Task description - Write out every line below with no difference at all.

Source records -
□ □ □ □ □ □ □
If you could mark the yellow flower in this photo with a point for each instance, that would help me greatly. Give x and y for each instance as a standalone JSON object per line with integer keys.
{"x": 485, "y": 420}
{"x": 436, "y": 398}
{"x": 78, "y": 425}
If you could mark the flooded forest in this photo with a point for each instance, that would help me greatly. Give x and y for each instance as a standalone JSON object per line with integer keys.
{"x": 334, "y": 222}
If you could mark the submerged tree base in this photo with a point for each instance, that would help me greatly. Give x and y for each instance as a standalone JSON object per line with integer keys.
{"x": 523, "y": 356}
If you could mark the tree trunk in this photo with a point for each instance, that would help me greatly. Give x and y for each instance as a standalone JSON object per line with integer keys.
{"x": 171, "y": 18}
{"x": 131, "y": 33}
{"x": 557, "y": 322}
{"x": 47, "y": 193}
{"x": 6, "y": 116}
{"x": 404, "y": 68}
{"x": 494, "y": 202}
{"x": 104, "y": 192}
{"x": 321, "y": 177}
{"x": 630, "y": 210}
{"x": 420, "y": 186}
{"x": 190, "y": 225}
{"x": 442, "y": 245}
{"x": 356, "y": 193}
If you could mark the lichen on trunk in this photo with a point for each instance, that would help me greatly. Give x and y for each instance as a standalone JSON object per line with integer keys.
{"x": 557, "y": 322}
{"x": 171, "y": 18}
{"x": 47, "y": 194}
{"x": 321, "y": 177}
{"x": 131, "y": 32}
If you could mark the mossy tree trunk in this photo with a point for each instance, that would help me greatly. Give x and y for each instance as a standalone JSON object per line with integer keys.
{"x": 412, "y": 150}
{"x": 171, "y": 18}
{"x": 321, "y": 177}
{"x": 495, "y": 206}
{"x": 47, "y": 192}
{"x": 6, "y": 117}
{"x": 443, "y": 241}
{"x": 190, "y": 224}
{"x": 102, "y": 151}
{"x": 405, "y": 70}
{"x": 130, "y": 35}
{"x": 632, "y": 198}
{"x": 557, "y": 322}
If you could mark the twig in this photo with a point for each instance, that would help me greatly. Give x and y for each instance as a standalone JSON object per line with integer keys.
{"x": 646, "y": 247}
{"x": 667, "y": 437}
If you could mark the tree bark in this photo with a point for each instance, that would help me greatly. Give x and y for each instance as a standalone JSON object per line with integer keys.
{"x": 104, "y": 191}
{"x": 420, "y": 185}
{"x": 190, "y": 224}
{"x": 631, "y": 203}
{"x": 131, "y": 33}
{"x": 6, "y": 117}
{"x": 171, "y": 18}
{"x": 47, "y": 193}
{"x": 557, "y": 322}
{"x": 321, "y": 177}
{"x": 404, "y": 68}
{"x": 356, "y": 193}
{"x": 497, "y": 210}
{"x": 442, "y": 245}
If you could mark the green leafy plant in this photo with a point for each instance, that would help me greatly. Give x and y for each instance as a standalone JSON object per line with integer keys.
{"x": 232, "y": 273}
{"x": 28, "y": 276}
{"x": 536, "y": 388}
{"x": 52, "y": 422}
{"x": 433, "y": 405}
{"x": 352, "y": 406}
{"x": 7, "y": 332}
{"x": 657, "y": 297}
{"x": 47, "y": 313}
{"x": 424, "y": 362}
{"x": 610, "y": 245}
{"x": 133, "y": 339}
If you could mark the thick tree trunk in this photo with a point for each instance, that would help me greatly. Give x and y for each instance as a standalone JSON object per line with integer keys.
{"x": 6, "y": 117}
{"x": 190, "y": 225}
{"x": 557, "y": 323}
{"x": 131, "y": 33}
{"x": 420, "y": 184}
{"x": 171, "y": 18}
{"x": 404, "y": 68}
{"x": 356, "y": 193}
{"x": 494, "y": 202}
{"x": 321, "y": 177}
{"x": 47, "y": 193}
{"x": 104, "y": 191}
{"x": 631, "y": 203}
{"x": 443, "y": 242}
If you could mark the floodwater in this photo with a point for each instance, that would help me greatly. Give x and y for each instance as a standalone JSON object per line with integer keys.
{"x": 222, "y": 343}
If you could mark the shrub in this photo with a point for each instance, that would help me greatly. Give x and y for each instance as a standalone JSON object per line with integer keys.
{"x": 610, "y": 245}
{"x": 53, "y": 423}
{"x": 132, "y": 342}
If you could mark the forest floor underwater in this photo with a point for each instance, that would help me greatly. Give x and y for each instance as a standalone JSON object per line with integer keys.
□ □ □ □ □ □ □
Response to this task -
If you could mark the yellow flower in this photo with a point for each instance, that would help me greatly. Give x and y for each instance as a standalone JSON object per line with integer keys.
{"x": 485, "y": 420}
{"x": 436, "y": 398}
{"x": 78, "y": 425}
If you could mark the flooded forest in this photo with a point for each instance, that would help me greatly. Give x and y for each instance as a standalone JSON object per line with integer keys.
{"x": 334, "y": 222}
If you could mark the submerged tree base in this photo with a point for each instance, that would help me greatly. Give x and y for each instance as a standalone JSON object per line with integer keys.
{"x": 523, "y": 356}
If you could mark the tree trunk in this photo with a point for each instance, that would help me greatly. Give x and y for each instance as a standalone JSON object per line with integer keys.
{"x": 171, "y": 18}
{"x": 131, "y": 33}
{"x": 557, "y": 322}
{"x": 47, "y": 193}
{"x": 6, "y": 116}
{"x": 404, "y": 68}
{"x": 494, "y": 202}
{"x": 104, "y": 192}
{"x": 321, "y": 177}
{"x": 630, "y": 210}
{"x": 420, "y": 186}
{"x": 190, "y": 225}
{"x": 442, "y": 245}
{"x": 356, "y": 193}
If you could mark the lichen on trunk in this photo with a point for each instance, that would help me greatly. Give x and y for each instance as a standalone JSON object per line with integer keys.
{"x": 557, "y": 322}
{"x": 171, "y": 18}
{"x": 47, "y": 194}
{"x": 321, "y": 177}
{"x": 131, "y": 32}
If you could mark the mossy tree trunk in this photo with a point for each instance, that would help me greatly. Give x and y for each instance as a standalone JSON object per line with integer keys.
{"x": 412, "y": 150}
{"x": 171, "y": 18}
{"x": 321, "y": 177}
{"x": 495, "y": 206}
{"x": 47, "y": 192}
{"x": 6, "y": 117}
{"x": 443, "y": 241}
{"x": 190, "y": 224}
{"x": 102, "y": 151}
{"x": 405, "y": 70}
{"x": 130, "y": 35}
{"x": 632, "y": 198}
{"x": 557, "y": 322}
If you could mark the twig in this photo with a point for each instance, that would help me greatly. Give x and y for each instance as a standalone JSON object per line with integer keys.
{"x": 646, "y": 247}
{"x": 667, "y": 437}
If you could mark the tree bark in this photo with a point for each instance, that would help me greatly. Give x and y for each instance as a standalone JSON object per line with integer keys.
{"x": 104, "y": 191}
{"x": 420, "y": 185}
{"x": 190, "y": 224}
{"x": 631, "y": 203}
{"x": 131, "y": 33}
{"x": 6, "y": 117}
{"x": 171, "y": 18}
{"x": 47, "y": 193}
{"x": 557, "y": 322}
{"x": 321, "y": 177}
{"x": 404, "y": 68}
{"x": 356, "y": 193}
{"x": 497, "y": 210}
{"x": 442, "y": 245}
If you could mark the green leafy plant in this photo with a point for each instance, that would help me greatly. Give x and y for each instance as a standalone JSON object per line with integer keys.
{"x": 232, "y": 273}
{"x": 28, "y": 276}
{"x": 536, "y": 388}
{"x": 52, "y": 422}
{"x": 433, "y": 405}
{"x": 352, "y": 406}
{"x": 7, "y": 332}
{"x": 657, "y": 297}
{"x": 47, "y": 313}
{"x": 424, "y": 362}
{"x": 610, "y": 245}
{"x": 133, "y": 339}
If you could mark the thick tree trunk in this photo with a point for each instance, that would help me greatly. Give x and y for each instance as a standalone JSON object per line with integer keys.
{"x": 6, "y": 117}
{"x": 190, "y": 225}
{"x": 557, "y": 323}
{"x": 131, "y": 33}
{"x": 420, "y": 184}
{"x": 171, "y": 18}
{"x": 404, "y": 68}
{"x": 356, "y": 193}
{"x": 494, "y": 202}
{"x": 321, "y": 177}
{"x": 47, "y": 193}
{"x": 104, "y": 191}
{"x": 631, "y": 203}
{"x": 443, "y": 242}
If you could mark the floodwater in this photo with a point for each instance, that would help me greatly. Give x and y for each instance as a standalone JSON object per line with integer keys.
{"x": 222, "y": 343}
If you could mark the shrub in this photo with a point for each instance, that would help me greatly. Give x and y for each instance as a standalone JSON object per line with integer keys.
{"x": 610, "y": 245}
{"x": 53, "y": 423}
{"x": 132, "y": 342}
If you could mark the forest floor underwater in this photo with a point for each instance, that would help me greatly. Give x and y for each instance as a standalone JSON object per line with integer keys.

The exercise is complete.